What to do. Pictures are not part of the answer. Return the lines from the one containing "Pick out each instance of the player's wrist" through the end of the data, both included, exactly as they appear.
##### Rows
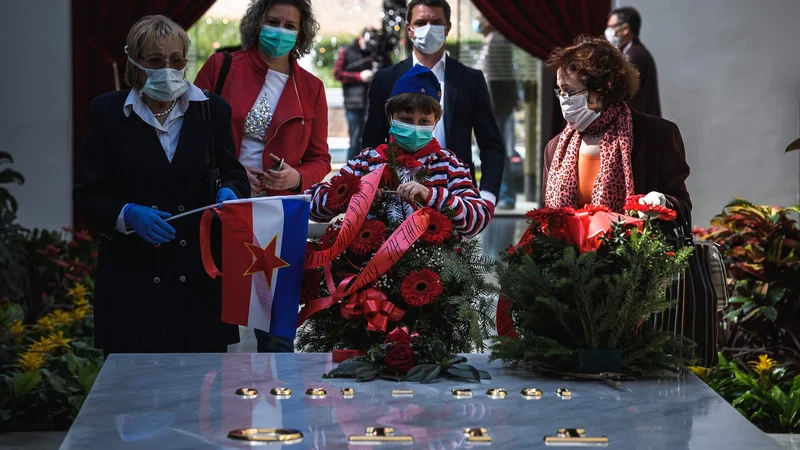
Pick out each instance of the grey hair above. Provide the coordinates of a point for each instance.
(250, 26)
(150, 28)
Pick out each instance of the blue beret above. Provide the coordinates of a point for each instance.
(418, 80)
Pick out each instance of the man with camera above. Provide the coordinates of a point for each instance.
(355, 68)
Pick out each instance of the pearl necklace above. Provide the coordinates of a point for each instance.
(164, 113)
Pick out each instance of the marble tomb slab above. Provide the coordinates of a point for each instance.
(188, 401)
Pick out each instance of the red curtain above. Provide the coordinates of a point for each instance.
(99, 30)
(539, 26)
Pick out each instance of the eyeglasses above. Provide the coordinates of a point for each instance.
(159, 62)
(567, 95)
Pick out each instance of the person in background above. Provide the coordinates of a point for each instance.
(355, 67)
(413, 110)
(609, 151)
(496, 63)
(624, 25)
(280, 114)
(465, 101)
(144, 158)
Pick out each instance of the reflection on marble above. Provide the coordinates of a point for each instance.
(189, 402)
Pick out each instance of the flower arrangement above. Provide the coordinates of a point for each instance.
(435, 287)
(408, 356)
(762, 390)
(580, 286)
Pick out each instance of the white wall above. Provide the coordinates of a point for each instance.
(729, 75)
(36, 111)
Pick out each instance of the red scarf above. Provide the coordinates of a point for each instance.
(614, 182)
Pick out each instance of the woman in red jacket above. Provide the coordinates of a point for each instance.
(280, 114)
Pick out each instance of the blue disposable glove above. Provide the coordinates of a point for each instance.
(225, 194)
(149, 223)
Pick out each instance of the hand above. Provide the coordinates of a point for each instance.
(653, 199)
(149, 223)
(413, 192)
(254, 176)
(367, 76)
(225, 194)
(286, 179)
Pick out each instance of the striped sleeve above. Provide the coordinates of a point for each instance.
(359, 166)
(471, 212)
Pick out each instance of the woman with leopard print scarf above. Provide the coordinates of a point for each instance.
(609, 151)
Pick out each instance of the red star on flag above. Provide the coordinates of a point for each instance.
(266, 260)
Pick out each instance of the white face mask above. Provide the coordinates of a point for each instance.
(611, 36)
(576, 112)
(430, 38)
(164, 85)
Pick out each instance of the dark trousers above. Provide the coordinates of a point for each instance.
(355, 126)
(270, 343)
(508, 190)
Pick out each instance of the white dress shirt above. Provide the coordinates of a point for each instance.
(168, 132)
(439, 131)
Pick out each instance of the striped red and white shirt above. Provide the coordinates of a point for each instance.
(449, 181)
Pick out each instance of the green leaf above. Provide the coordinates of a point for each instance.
(769, 312)
(25, 382)
(431, 377)
(775, 294)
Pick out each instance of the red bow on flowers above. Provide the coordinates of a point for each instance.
(587, 229)
(372, 305)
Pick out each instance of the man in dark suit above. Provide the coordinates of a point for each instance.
(622, 30)
(465, 97)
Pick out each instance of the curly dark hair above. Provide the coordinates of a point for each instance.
(600, 66)
(250, 26)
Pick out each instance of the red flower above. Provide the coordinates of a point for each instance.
(399, 335)
(310, 287)
(400, 357)
(651, 211)
(439, 229)
(370, 238)
(421, 287)
(341, 190)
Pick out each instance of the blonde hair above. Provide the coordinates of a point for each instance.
(154, 28)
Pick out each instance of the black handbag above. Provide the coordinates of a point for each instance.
(700, 290)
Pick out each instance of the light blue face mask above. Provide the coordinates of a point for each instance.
(411, 137)
(276, 41)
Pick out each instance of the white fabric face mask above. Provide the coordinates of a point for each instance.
(430, 38)
(576, 112)
(611, 36)
(164, 85)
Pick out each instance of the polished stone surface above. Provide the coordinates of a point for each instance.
(188, 402)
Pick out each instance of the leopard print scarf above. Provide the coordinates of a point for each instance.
(614, 182)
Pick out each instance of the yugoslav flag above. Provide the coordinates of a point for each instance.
(263, 249)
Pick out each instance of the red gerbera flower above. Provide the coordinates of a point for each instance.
(369, 238)
(341, 190)
(651, 211)
(310, 286)
(439, 229)
(421, 287)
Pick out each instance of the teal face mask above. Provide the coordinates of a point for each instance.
(277, 42)
(411, 137)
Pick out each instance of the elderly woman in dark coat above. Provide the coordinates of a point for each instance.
(145, 157)
(608, 150)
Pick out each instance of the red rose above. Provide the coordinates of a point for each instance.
(399, 335)
(400, 358)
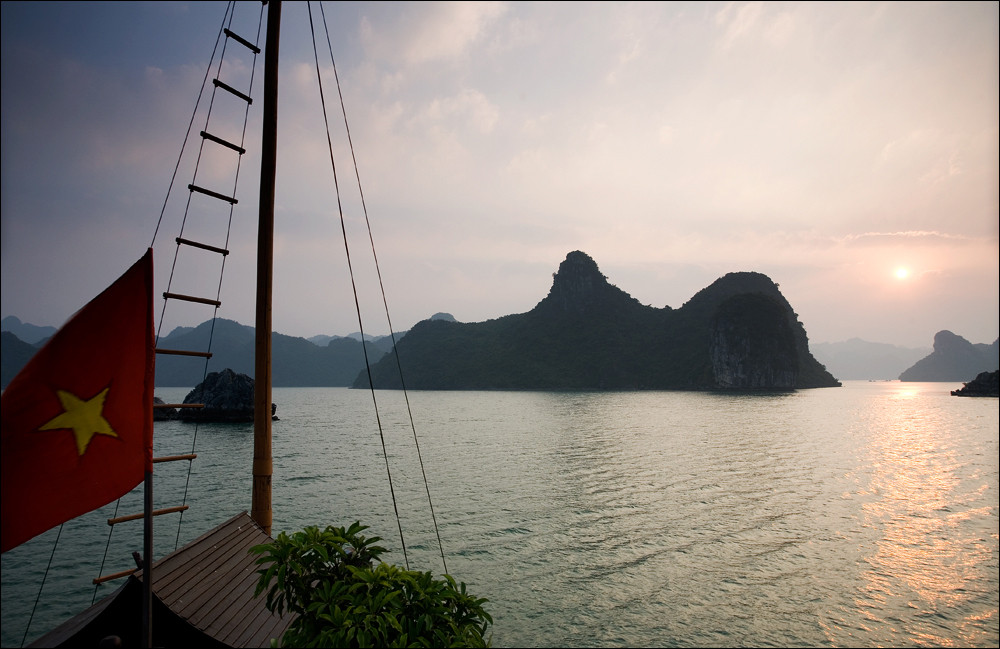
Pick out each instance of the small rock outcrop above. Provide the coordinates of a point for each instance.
(228, 398)
(162, 414)
(954, 359)
(986, 384)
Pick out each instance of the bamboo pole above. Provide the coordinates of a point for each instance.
(260, 509)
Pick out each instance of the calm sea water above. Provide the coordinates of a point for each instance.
(865, 515)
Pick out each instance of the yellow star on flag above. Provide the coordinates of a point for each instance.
(84, 418)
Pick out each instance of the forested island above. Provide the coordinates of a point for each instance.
(737, 334)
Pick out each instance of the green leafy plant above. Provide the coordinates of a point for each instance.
(343, 596)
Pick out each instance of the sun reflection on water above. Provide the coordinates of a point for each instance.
(926, 555)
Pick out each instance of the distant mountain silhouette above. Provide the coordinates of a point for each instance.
(739, 333)
(295, 362)
(954, 359)
(860, 359)
(26, 332)
(14, 355)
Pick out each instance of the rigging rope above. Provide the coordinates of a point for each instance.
(354, 287)
(378, 272)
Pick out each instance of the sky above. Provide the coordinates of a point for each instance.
(849, 151)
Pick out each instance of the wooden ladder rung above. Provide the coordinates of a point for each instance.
(175, 458)
(218, 140)
(182, 352)
(190, 298)
(208, 192)
(242, 41)
(224, 86)
(203, 246)
(113, 576)
(156, 512)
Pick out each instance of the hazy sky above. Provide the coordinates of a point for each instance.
(827, 145)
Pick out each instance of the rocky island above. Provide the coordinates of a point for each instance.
(986, 384)
(587, 334)
(228, 398)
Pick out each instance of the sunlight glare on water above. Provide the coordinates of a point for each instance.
(858, 516)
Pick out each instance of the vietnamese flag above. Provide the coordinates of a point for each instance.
(77, 421)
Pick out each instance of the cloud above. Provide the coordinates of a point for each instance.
(428, 32)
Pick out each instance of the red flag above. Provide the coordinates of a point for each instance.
(77, 421)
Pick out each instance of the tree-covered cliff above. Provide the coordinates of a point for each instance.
(738, 334)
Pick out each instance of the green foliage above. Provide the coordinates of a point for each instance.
(343, 596)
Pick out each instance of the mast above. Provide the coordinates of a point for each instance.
(260, 509)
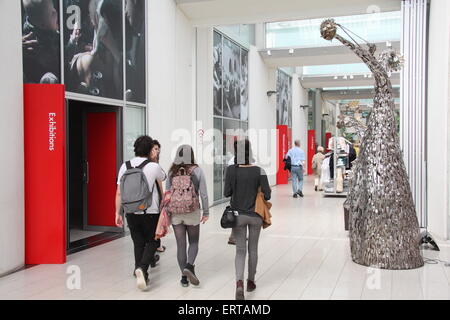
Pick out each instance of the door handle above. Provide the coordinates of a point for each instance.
(86, 172)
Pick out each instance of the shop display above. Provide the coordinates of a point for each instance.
(384, 231)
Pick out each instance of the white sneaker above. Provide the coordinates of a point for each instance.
(140, 279)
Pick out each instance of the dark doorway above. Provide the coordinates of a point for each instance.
(94, 155)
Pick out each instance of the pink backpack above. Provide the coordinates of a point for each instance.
(184, 198)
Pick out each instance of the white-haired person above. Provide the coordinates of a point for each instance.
(317, 167)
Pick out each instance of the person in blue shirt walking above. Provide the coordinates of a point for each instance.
(298, 159)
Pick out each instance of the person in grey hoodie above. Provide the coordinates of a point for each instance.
(188, 223)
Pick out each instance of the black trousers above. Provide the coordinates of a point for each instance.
(142, 229)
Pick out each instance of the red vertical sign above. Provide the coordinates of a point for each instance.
(311, 149)
(282, 147)
(101, 145)
(45, 174)
(327, 138)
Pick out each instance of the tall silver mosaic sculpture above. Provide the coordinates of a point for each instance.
(384, 230)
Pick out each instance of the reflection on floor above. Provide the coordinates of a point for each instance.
(303, 255)
(77, 234)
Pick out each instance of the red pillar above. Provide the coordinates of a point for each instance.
(45, 174)
(282, 147)
(311, 149)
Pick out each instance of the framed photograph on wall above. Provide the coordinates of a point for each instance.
(244, 85)
(284, 99)
(217, 51)
(231, 80)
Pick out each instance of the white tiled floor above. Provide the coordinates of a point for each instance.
(303, 255)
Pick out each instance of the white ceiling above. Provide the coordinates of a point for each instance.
(336, 54)
(328, 81)
(223, 12)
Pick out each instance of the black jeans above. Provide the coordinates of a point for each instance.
(142, 229)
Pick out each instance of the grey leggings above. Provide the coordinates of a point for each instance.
(254, 225)
(193, 233)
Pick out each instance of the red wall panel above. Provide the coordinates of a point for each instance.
(282, 147)
(101, 154)
(45, 174)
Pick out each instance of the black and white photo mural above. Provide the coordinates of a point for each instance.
(231, 81)
(93, 38)
(230, 78)
(230, 103)
(217, 51)
(41, 42)
(94, 52)
(284, 99)
(244, 85)
(135, 51)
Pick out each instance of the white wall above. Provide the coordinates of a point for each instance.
(299, 115)
(205, 100)
(438, 119)
(262, 113)
(171, 65)
(12, 223)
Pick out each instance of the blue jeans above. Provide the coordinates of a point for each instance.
(297, 174)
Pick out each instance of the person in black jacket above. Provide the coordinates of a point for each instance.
(242, 182)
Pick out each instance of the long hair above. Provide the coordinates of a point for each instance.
(184, 158)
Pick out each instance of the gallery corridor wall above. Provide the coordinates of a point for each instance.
(11, 130)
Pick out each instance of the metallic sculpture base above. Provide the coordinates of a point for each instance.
(426, 239)
(383, 225)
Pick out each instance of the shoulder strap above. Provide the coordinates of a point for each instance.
(143, 164)
(194, 179)
(128, 164)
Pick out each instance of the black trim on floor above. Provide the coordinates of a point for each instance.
(94, 241)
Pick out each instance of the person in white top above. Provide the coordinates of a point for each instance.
(142, 224)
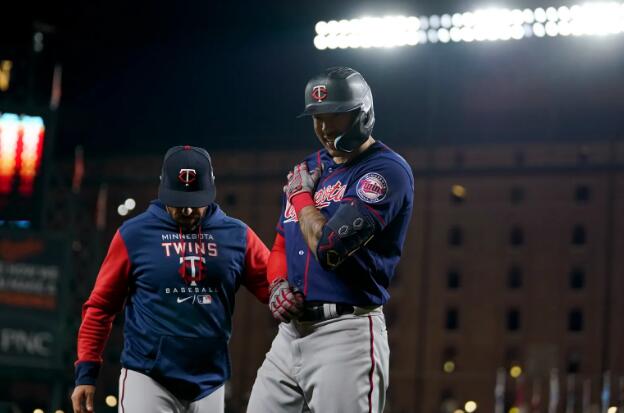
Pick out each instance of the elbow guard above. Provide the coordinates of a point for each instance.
(345, 232)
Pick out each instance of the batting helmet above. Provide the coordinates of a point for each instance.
(339, 90)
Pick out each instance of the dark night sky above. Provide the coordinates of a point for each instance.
(142, 77)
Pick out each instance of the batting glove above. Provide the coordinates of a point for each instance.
(285, 303)
(301, 180)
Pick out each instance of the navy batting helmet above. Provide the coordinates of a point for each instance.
(338, 90)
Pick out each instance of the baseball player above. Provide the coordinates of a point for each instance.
(343, 223)
(175, 268)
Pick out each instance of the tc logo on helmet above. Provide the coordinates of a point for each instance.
(319, 93)
(187, 176)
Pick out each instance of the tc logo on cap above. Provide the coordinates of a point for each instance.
(319, 93)
(187, 176)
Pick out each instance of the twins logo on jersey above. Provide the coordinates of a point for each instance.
(372, 188)
(322, 199)
(192, 269)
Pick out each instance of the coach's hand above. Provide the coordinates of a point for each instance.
(82, 398)
(301, 180)
(285, 303)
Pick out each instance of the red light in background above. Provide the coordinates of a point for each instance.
(21, 148)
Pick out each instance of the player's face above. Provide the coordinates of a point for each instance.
(328, 126)
(187, 217)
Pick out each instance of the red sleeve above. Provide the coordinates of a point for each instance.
(277, 267)
(106, 300)
(254, 276)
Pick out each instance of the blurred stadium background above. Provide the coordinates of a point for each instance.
(509, 295)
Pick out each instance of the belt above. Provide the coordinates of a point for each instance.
(327, 311)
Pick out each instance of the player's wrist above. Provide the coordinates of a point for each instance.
(301, 200)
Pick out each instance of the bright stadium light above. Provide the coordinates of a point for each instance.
(494, 24)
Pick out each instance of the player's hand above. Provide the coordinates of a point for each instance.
(82, 398)
(285, 302)
(301, 180)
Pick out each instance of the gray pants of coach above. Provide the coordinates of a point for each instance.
(139, 393)
(339, 366)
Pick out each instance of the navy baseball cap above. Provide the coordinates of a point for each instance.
(187, 178)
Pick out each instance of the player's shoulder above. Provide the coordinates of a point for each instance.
(385, 160)
(230, 225)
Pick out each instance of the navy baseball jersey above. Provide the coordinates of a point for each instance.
(178, 290)
(383, 182)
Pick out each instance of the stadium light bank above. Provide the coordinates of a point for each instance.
(495, 24)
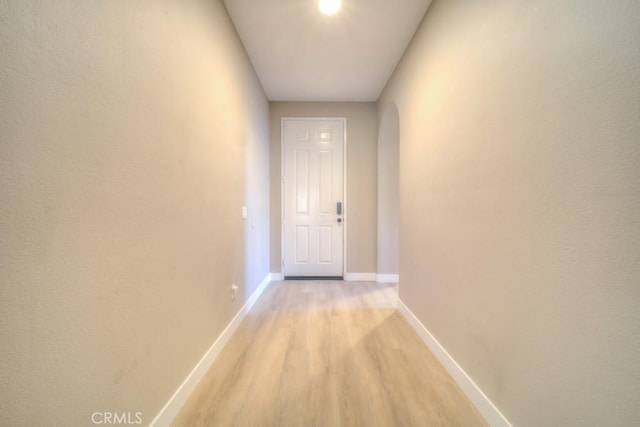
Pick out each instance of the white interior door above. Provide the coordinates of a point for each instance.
(313, 196)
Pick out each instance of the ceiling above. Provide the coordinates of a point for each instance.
(302, 55)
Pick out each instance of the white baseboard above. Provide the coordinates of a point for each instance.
(277, 277)
(360, 277)
(488, 410)
(179, 398)
(387, 278)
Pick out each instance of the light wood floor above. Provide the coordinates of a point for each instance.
##########
Problem solution.
Pick out each instance of the player's wrist above. Provide the coordinates of a point for each instance.
(301, 200)
Pick out each instance of the bright stadium light above. Provide the coordinates of a point for each instance.
(494, 24)
Pick out each instance of the player's hand above. Provide the coordinates of a point for each instance.
(82, 398)
(285, 302)
(301, 180)
Pick out each instance of the gray pants of coach above. Provide the coordinates of a point for each instance.
(139, 393)
(339, 366)
Pick out each instance of the navy baseball cap above. Provide the coordinates of a point for each instance.
(187, 178)
Pick out each instance of the player's shoulder above. Provide the coordinates of a point for each instance.
(385, 160)
(230, 225)
Pick out each instance of the navy baseball jersey above. Provide the coordinates of a point for each instance.
(178, 290)
(383, 182)
Pick out each instance of the stadium light bank above. Provide the coordinates of a point for each instance.
(495, 24)
Pick out each instance of the white interior door above. Provide the coordinates of a point for each instance.
(313, 196)
Pick out each instance of the ceiling above. Provide the coordinates of a point for each instance.
(302, 55)
Pick out each instance of the white baseboard above. Provide the coordinates of a point for each instance.
(277, 277)
(360, 277)
(488, 410)
(179, 398)
(387, 278)
Pick out each instance of the light wood floor above. Provide the coordinates of a point for each instance.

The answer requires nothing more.